[Start Supplied material]

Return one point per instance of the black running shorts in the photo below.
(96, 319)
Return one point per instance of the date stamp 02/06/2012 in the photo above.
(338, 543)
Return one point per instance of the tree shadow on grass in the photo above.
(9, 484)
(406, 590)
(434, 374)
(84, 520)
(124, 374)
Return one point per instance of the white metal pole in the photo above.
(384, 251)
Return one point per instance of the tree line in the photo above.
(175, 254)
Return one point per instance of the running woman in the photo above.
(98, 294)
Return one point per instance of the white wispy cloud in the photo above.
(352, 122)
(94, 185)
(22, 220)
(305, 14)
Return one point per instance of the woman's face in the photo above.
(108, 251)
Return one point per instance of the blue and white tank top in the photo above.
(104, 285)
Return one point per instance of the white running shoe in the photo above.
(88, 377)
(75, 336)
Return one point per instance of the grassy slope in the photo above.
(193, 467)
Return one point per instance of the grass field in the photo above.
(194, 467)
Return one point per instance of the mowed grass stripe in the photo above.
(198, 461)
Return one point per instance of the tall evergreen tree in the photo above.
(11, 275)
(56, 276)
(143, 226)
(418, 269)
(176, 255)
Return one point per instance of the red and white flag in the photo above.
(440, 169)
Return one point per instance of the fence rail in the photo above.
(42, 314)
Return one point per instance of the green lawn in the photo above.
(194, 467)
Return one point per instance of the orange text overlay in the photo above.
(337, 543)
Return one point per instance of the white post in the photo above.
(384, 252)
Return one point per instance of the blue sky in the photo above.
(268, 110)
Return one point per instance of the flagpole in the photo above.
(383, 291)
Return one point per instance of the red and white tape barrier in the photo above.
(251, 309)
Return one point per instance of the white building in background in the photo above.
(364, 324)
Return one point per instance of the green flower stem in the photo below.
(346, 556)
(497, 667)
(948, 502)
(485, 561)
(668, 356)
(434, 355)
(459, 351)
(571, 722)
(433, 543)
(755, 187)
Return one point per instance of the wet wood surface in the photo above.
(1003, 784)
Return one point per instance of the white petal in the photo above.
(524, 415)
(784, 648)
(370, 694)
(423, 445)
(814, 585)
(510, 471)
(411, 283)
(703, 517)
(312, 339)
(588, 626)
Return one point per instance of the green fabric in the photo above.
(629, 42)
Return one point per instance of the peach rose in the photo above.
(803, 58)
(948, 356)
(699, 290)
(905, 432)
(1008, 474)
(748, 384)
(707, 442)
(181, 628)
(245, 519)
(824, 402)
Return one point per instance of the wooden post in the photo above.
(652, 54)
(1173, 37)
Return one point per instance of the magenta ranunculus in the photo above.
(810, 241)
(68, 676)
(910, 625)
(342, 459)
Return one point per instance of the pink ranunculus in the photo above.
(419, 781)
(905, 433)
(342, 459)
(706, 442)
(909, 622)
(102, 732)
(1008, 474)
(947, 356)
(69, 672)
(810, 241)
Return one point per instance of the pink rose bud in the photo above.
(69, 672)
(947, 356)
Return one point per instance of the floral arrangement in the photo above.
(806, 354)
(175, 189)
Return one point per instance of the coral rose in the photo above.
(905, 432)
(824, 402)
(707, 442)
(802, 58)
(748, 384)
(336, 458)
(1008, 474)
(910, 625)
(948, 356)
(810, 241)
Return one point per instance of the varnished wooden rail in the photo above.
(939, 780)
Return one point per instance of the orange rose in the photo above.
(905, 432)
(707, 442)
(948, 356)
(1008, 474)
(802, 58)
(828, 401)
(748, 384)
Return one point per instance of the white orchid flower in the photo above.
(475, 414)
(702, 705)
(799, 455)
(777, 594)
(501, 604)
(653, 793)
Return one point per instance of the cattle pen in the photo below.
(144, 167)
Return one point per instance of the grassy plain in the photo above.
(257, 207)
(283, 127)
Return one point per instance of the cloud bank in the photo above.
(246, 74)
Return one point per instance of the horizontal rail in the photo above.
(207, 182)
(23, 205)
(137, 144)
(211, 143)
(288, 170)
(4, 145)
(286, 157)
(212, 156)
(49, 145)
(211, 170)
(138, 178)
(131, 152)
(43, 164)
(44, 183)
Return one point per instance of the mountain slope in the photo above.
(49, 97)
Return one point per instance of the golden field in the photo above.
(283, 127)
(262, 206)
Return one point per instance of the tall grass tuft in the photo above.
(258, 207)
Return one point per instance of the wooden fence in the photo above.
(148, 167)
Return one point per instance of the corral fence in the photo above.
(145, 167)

[End Supplied material]

Directions
From the line holding "Return one point per instance of the peach" down to the final line above, quote every line exactly and only those lines.

Exercise solution
Return one point per instance of the peach rose in the photo above.
(803, 58)
(948, 356)
(699, 290)
(905, 432)
(1008, 474)
(748, 384)
(707, 442)
(181, 628)
(245, 519)
(824, 402)
Return one point per instance of the wooden post in the photo above.
(652, 54)
(1173, 37)
Return one point per instance of the magenta ranunculus in the photo above.
(810, 241)
(68, 676)
(910, 625)
(342, 459)
Return one point per instance of the pink ranunculus in the photo above.
(419, 781)
(905, 433)
(342, 459)
(706, 442)
(909, 622)
(102, 732)
(1008, 474)
(947, 356)
(69, 672)
(810, 241)
Return one point per instance of the pink rose bud in the photo above.
(69, 672)
(947, 356)
Return one point per instance of the floral arrangement in the photo above.
(806, 354)
(175, 189)
Return one point per instance of the coral rose in the photo above.
(905, 432)
(824, 402)
(707, 442)
(802, 58)
(748, 384)
(336, 458)
(1008, 474)
(910, 625)
(948, 356)
(810, 241)
Return one point per instance of the varnished wooden rail in the photo above.
(939, 780)
Return one point per instance of the orange rose in the photo above.
(905, 432)
(707, 442)
(948, 356)
(1008, 474)
(802, 58)
(828, 401)
(748, 384)
Return one point per instance of the white orchid flower in the photo above.
(475, 414)
(702, 705)
(799, 455)
(777, 594)
(501, 604)
(653, 793)
Return one point per instance of the cattle pen in the photo below.
(144, 167)
Return one point per instance of the grassy plain in the photo above.
(257, 207)
(283, 127)
Return one point per instance of the cloud bank in the photo above.
(246, 74)
Return one point per instance of the horizontal rail in the photo above.
(207, 182)
(23, 205)
(137, 144)
(211, 143)
(288, 170)
(4, 145)
(286, 157)
(212, 156)
(49, 145)
(211, 170)
(138, 178)
(131, 152)
(43, 164)
(44, 183)
Return one point per instance of the mountain slope in the photo above.
(49, 97)
Return one point per instance of the golden field in the photo above.
(283, 127)
(262, 206)
Return one point per instance of the tall grass tuft in the photo above.
(258, 207)
Return one point per instance of the wooden fence in the photo above.
(148, 167)
Return one point per instance of the corral fence in the photo above.
(145, 167)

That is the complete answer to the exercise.